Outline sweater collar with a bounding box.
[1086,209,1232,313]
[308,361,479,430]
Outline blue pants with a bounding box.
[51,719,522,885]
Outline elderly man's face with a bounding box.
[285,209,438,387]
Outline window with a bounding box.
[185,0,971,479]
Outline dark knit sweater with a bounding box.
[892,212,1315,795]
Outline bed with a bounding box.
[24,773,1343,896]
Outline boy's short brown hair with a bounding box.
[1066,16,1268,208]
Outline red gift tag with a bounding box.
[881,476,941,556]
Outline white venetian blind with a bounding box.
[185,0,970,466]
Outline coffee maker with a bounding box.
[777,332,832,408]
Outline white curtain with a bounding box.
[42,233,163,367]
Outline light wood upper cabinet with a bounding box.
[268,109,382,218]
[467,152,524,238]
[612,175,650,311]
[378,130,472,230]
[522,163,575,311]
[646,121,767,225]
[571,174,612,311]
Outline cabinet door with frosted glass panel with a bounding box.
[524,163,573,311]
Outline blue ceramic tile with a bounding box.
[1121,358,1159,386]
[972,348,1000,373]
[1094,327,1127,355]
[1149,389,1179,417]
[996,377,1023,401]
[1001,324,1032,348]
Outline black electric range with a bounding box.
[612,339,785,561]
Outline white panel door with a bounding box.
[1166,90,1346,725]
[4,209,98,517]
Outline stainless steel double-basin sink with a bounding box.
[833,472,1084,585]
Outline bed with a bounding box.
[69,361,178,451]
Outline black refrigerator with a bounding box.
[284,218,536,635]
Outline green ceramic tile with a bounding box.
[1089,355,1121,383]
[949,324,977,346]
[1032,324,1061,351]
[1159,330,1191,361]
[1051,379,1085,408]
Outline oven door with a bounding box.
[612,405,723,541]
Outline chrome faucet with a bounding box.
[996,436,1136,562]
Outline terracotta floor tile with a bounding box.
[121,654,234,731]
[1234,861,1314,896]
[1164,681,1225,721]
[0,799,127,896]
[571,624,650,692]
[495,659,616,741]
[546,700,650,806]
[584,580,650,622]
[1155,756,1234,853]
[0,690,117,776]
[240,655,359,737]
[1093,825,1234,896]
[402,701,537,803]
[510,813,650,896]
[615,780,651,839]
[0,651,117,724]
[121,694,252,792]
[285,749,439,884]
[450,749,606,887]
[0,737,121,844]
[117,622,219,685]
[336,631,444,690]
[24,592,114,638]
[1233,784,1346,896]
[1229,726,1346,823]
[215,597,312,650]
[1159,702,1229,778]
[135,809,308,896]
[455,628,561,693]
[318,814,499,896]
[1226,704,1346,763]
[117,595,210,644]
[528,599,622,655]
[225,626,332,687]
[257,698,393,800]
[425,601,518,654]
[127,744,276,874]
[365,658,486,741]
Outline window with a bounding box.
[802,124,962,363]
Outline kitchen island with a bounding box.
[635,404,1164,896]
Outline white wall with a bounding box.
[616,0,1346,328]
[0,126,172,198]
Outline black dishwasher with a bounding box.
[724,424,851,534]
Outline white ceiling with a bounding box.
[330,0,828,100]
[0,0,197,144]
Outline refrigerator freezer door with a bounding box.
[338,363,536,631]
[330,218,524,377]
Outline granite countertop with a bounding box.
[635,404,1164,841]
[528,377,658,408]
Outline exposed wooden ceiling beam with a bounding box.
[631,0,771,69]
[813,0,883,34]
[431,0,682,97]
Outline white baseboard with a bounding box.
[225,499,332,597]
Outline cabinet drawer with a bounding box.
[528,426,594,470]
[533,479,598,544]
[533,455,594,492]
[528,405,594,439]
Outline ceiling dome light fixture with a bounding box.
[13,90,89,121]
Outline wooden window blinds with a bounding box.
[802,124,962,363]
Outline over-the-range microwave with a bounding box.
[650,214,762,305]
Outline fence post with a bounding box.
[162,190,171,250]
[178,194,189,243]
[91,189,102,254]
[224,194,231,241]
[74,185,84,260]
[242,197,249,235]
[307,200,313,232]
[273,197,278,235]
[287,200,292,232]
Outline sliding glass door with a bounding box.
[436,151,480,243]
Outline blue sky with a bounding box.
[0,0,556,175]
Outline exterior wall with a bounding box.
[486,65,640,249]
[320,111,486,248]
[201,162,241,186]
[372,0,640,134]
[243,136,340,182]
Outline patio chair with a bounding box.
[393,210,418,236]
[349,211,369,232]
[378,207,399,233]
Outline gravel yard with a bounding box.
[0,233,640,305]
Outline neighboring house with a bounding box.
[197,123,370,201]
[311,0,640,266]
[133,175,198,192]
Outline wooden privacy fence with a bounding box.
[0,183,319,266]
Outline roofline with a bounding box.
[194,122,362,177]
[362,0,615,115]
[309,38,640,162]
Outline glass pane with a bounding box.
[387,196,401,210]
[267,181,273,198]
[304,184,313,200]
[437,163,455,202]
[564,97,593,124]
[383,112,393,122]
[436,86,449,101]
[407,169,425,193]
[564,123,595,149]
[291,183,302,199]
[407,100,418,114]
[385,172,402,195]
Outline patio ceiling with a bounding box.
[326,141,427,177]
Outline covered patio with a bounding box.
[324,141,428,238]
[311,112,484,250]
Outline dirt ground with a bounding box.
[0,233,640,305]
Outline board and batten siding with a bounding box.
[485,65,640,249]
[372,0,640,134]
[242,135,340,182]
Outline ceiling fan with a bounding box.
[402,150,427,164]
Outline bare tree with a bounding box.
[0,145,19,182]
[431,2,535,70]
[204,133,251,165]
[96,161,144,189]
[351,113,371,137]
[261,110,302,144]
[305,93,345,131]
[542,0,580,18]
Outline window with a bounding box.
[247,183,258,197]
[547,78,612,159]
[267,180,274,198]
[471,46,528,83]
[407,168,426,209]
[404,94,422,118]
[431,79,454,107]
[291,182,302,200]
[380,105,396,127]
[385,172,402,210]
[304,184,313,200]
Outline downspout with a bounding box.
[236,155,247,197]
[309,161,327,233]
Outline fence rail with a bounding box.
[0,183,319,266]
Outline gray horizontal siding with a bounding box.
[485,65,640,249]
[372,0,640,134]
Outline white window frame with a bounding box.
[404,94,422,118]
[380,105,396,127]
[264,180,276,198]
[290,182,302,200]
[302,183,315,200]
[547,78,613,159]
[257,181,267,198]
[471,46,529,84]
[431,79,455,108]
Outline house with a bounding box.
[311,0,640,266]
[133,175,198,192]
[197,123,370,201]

==========

** Enunciado **
Apresente as linhas acima, de todos os itens, como uma tabela em Markdown com as colunas "Nº" e "Linha". Numere cada linha e deixe de fora as linhas em branco.

** Resultado **
| Nº | Linha |
|---|---|
| 1 | Outline sweater collar with a bounding box. |
| 2 | [1086,209,1232,313] |
| 3 | [308,361,479,430] |
| 4 | Outline blue pants with a bounding box. |
| 5 | [51,719,522,885] |
| 6 | Outline elderly man's face with a bounding box. |
| 7 | [285,209,438,387] |
| 8 | Outline window with a bounding box. |
| 9 | [185,0,971,479] |
| 10 | Outline dark knit sweater with a bounding box. |
| 11 | [892,212,1315,795] |
| 12 | Outline bed with a bounding box. |
| 13 | [24,773,1343,896] |
| 14 | Outline boy's short brown hair with a bounding box. |
| 15 | [1066,16,1268,208] |
| 16 | Outline red gift tag with a bounding box. |
| 17 | [881,476,941,556] |
| 18 | Outline white venetian blind with a bounding box. |
| 19 | [185,0,970,466] |
| 20 | Outline coffee maker with a bounding box. |
| 21 | [777,332,832,408] |
| 22 | Outline white curtain with a bounding box. |
| 23 | [42,233,163,367] |
| 24 | Outline light wood upper cabinet with a bounding box. |
| 25 | [268,109,382,218] |
| 26 | [467,152,524,238] |
| 27 | [612,175,650,311] |
| 28 | [378,130,472,230] |
| 29 | [522,163,575,311] |
| 30 | [646,121,767,225] |
| 31 | [571,174,612,311] |
| 32 | Outline cabinet door with frosted glass panel with a bounding box. |
| 33 | [524,163,573,311] |
| 34 | Outline blue ceramic tile with a bounding box. |
| 35 | [1121,358,1159,386] |
| 36 | [972,348,1000,373] |
| 37 | [1094,327,1127,355] |
| 38 | [1149,389,1179,417] |
| 39 | [996,377,1023,401] |
| 40 | [1001,324,1032,348] |
| 41 | Outline black electric range with a bounding box. |
| 42 | [612,339,785,561] |
| 43 | Outline white panel door with a bounding box. |
| 44 | [1166,90,1346,725] |
| 45 | [4,209,98,517] |
| 46 | Outline stainless steel double-basin sink with a bounding box. |
| 47 | [833,472,1084,585] |
| 48 | Outline bed with a bounding box. |
| 49 | [69,361,178,451] |
| 50 | Outline black refrigerator with a bounding box. |
| 51 | [284,218,536,635] |
| 52 | Outline green ceramic tile with a bounding box. |
| 53 | [1089,355,1121,383] |
| 54 | [949,324,977,346] |
| 55 | [1032,324,1061,351] |
| 56 | [1159,330,1191,361] |
| 57 | [1051,379,1085,408] |
| 58 | Outline oven door with a bounding box. |
| 59 | [612,405,723,541] |
| 60 | Outline chrome faucet with a bounding box. |
| 61 | [996,436,1136,562] |
| 62 | Outline terracotta floor tile with a bounding box. |
| 63 | [121,654,234,731] |
| 64 | [1234,861,1314,896] |
| 65 | [1164,681,1225,721] |
| 66 | [0,799,127,896] |
| 67 | [571,624,650,692] |
| 68 | [495,659,616,741] |
| 69 | [546,700,650,806] |
| 70 | [584,580,650,622] |
| 71 | [1155,756,1234,853] |
| 72 | [0,690,117,776] |
| 73 | [240,655,359,737] |
| 74 | [1093,825,1234,896] |
| 75 | [402,701,537,803] |
| 76 | [510,813,650,896] |
| 77 | [615,780,651,839] |
| 78 | [0,651,117,724] |
| 79 | [121,694,252,792] |
| 80 | [285,749,439,884] |
| 81 | [450,749,606,887] |
| 82 | [0,737,121,844] |
| 83 | [117,622,219,685] |
| 84 | [336,631,444,690] |
| 85 | [24,592,114,638] |
| 86 | [1233,784,1346,896] |
| 87 | [1229,726,1346,823] |
| 88 | [215,597,312,650] |
| 89 | [1159,702,1229,778] |
| 90 | [135,809,308,896] |
| 91 | [455,628,561,693] |
| 92 | [318,814,499,896] |
| 93 | [1226,704,1346,763] |
| 94 | [117,595,210,644] |
| 95 | [528,599,622,655] |
| 96 | [225,626,332,687] |
| 97 | [257,698,393,800] |
| 98 | [425,601,518,654] |
| 99 | [127,744,276,874] |
| 100 | [365,658,486,741] |
| 101 | Outline window with a bounding box. |
| 102 | [802,124,962,363] |
| 103 | Outline kitchen island with a bounding box. |
| 104 | [635,404,1164,896] |
| 105 | Outline white wall with a bounding box. |
| 106 | [616,0,1346,328] |
| 107 | [0,126,172,198] |
| 108 | Outline black dishwasher with a bounding box. |
| 109 | [724,424,851,534] |
| 110 | Outline white ceiling with a bounding box. |
| 111 | [330,0,828,100] |
| 112 | [0,0,197,144] |
| 113 | Outline refrigerator freezer door with a bounding box. |
| 114 | [338,363,536,631] |
| 115 | [330,218,524,377] |
| 116 | Outline granite countertop with a bounding box. |
| 117 | [635,404,1164,841] |
| 118 | [528,377,658,408] |
| 119 | Outline exposed wooden ceiling beam with a bounding box. |
| 120 | [631,0,771,69] |
| 121 | [813,0,883,34] |
| 122 | [431,0,682,97] |
| 123 | Outline white baseboard with a bounding box. |
| 124 | [225,499,332,597] |
| 125 | Outline cabinet drawer with a bounding box. |
| 126 | [528,426,594,470] |
| 127 | [533,479,598,544] |
| 128 | [533,455,594,492] |
| 129 | [528,405,594,439] |
| 130 | Outline ceiling dome light fixture with a bounding box. |
| 131 | [13,90,89,121] |
| 132 | Outline wooden window blinds with a bounding box. |
| 133 | [802,124,962,363] |
| 134 | Outline over-the-range microwave with a bounding box. |
| 135 | [650,214,762,305] |
| 136 | Outline fence post with a bounding box. |
| 137 | [162,190,171,250] |
| 138 | [178,194,189,243] |
| 139 | [91,189,102,254] |
| 140 | [224,194,231,241] |
| 141 | [74,185,84,260] |
| 142 | [242,197,249,235] |
| 143 | [307,200,313,232] |
| 144 | [273,197,278,235] |
| 145 | [287,200,292,232] |
| 146 | Outline sliding glass door with a bounding box. |
| 147 | [436,151,480,243] |
| 148 | Outline blue sky with a bounding box. |
| 149 | [0,0,556,175] |
| 150 | Outline exterior wall with a bounding box. |
| 151 | [486,65,640,249] |
| 152 | [320,111,486,248] |
| 153 | [201,162,241,186] |
| 154 | [372,0,640,134] |
| 155 | [243,136,340,182] |
| 156 | Outline patio chair with a bounding box. |
| 157 | [393,210,418,236] |
| 158 | [349,211,369,232] |
| 159 | [378,207,399,233] |
| 160 | Outline gravel yard with a bounding box. |
| 161 | [0,233,640,305] |
| 162 | Outline neighboring house with a bounding box. |
| 163 | [197,123,370,201] |
| 164 | [311,0,640,266] |
| 165 | [133,175,198,192] |
| 166 | Outline wooden privacy fence with a bounding box. |
| 167 | [0,183,319,266] |
| 168 | Outline roofline with a bounding box. |
| 169 | [194,122,362,177] |
| 170 | [362,0,615,115] |
| 171 | [309,38,640,162] |
| 172 | Outline glass pane with a bounding box. |
| 173 | [387,196,401,210] |
| 174 | [267,181,273,198] |
| 175 | [304,184,313,200] |
| 176 | [437,163,455,202] |
| 177 | [564,97,593,124] |
| 178 | [383,112,393,122] |
| 179 | [436,86,449,101] |
| 180 | [407,169,425,193] |
| 181 | [564,123,595,149] |
| 182 | [291,183,302,199] |
| 183 | [407,100,418,114] |
| 184 | [385,172,402,195] |
| 185 | Outline patio ceiling with a bounding box. |
| 186 | [326,141,427,177] |
| 187 | Outline covered patio with a bounding box. |
| 188 | [324,141,428,238] |
| 189 | [311,112,484,250] |
| 190 | Outline dirt ground with a bounding box. |
| 191 | [0,233,640,305] |
| 192 | Outline board and batten siding with a bounding box. |
| 193 | [485,65,640,249] |
| 194 | [372,0,640,134] |
| 195 | [242,135,340,182] |
| 196 | Outline ceiling fan with a bounding box. |
| 197 | [402,150,427,164] |
| 198 | Outline bare tree with a bounding box. |
| 199 | [0,145,19,182] |
| 200 | [431,2,535,70] |
| 201 | [204,133,251,165] |
| 202 | [96,161,144,189] |
| 203 | [351,113,371,137] |
| 204 | [261,110,302,144] |
| 205 | [305,93,345,131] |
| 206 | [542,0,580,18] |
| 207 | Outline window with a bounding box. |
| 208 | [247,183,258,197] |
| 209 | [547,78,612,159] |
| 210 | [267,180,274,198] |
| 211 | [471,46,528,83] |
| 212 | [407,168,426,209] |
| 213 | [404,94,422,118] |
| 214 | [431,79,454,107] |
| 215 | [291,182,302,200] |
| 216 | [380,105,396,127] |
| 217 | [385,172,402,210] |
| 218 | [304,184,313,200] |
| 219 | Outline downspout with a bounding box. |
| 220 | [236,155,247,197] |
| 221 | [309,161,327,233] |
| 222 | Outline fence rail with a bounding box. |
| 223 | [0,183,319,266] |
| 224 | Outline gray horizontal siding with a bounding box. |
| 225 | [485,65,640,249] |
| 226 | [372,0,640,134] |
| 227 | Outline white window frame with a bounding box. |
| 228 | [404,94,422,118] |
| 229 | [380,105,396,127] |
| 230 | [264,180,276,198] |
| 231 | [290,182,302,200] |
| 232 | [302,183,315,200] |
| 233 | [547,78,613,159] |
| 234 | [257,181,267,198] |
| 235 | [471,46,529,84] |
| 236 | [431,79,455,108] |
| 237 | Outline house with a bounding box. |
| 238 | [311,0,640,266] |
| 239 | [133,175,198,192] |
| 240 | [197,123,370,201] |